[Pointing dataset excerpts]
━━━━━━━━━━━━━━━━━━━━━━━━━━━━━━

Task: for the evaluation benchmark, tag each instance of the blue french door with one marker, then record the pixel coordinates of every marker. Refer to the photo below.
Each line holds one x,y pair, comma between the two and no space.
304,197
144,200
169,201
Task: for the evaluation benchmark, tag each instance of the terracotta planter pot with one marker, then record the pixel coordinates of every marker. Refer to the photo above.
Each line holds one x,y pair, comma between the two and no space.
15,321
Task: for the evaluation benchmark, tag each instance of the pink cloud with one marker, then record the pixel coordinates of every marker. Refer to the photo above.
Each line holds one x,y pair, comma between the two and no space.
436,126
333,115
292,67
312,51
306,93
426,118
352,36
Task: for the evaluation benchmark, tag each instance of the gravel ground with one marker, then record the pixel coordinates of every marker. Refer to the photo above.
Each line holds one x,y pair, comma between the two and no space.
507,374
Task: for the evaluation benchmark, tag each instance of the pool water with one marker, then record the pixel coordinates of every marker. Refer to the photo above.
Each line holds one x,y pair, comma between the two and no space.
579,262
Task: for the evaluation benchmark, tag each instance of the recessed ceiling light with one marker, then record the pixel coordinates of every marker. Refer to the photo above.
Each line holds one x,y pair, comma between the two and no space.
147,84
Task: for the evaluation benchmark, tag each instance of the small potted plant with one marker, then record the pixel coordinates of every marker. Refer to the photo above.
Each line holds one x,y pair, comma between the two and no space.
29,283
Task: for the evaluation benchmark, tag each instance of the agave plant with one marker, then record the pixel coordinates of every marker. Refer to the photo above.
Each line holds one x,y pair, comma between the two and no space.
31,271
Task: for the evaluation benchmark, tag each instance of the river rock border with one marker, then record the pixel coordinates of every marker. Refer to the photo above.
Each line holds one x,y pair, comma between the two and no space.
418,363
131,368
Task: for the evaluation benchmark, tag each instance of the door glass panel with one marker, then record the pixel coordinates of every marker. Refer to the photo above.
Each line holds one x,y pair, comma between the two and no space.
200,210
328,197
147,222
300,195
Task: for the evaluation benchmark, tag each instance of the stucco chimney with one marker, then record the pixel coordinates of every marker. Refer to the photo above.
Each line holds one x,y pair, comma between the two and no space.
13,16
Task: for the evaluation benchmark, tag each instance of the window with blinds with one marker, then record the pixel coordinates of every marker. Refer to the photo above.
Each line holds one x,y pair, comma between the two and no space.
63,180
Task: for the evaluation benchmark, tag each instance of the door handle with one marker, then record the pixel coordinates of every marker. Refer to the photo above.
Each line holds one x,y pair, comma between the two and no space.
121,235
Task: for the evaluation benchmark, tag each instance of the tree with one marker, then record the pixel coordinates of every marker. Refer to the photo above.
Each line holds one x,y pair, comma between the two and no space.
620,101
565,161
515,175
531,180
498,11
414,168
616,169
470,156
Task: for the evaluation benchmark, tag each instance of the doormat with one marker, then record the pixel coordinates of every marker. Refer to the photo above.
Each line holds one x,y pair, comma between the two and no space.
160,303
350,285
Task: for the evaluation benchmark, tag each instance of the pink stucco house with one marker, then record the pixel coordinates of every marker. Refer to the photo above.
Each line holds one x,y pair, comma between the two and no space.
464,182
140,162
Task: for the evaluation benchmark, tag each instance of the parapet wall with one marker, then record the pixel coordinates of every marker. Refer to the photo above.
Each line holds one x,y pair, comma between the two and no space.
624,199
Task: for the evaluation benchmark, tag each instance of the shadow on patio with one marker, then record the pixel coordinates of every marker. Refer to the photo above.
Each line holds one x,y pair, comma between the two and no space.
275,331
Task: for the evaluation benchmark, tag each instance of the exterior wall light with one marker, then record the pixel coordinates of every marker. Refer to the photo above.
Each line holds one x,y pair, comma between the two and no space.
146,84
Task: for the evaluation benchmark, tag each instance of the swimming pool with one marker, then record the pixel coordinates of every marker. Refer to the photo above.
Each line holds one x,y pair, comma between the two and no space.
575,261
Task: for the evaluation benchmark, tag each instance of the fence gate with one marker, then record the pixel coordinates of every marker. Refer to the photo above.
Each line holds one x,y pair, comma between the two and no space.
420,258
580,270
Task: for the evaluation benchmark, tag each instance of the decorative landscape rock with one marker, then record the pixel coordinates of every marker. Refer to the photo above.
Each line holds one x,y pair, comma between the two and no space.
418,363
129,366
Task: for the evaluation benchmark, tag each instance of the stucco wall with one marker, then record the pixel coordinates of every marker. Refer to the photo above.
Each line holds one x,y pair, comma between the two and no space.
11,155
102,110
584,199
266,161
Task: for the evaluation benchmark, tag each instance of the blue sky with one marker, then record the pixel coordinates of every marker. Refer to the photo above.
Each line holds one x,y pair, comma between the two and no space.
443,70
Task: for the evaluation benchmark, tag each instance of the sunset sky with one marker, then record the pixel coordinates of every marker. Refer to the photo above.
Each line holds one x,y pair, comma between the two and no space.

━━━━━━━━━━━━━━━━━━━━━━━━━━━━━━

§ **Problem statement**
Only the lines from the one containing "of the decorative" to the end of the records should be repeated, exactly as they appear.

§ **Answer for this exercise**
Task: for the evaluation benchmark, tag each instance of the decorative landscape rock with one marker, then record the pixel coordinates of every marker. Refer to the photo above.
Each line holds one x,y pair, comma between the two and no space.
418,363
129,366
Task: for the evaluation benchmark, tag each instance of the stucco wall with one marker, then record the pixel coordinates of every marker. Refer to the photo above.
Each line holds one x,y pair, comma between the two and no space.
11,155
102,110
584,199
266,161
Task: for the evaluation benchmark, tag each instance of the blue sky with one marker, then record the pixel coordinates of every marker. Refer to the photo above.
Each line holds one x,y pair, comma between the two and no space.
443,70
Task: for the evaluation benchmark, tag each instance of the sunset sky with one marker, then record the pixel coordinates of every marker. Refer to the photo above.
Each line holds one x,y pair, comma between the two and no space.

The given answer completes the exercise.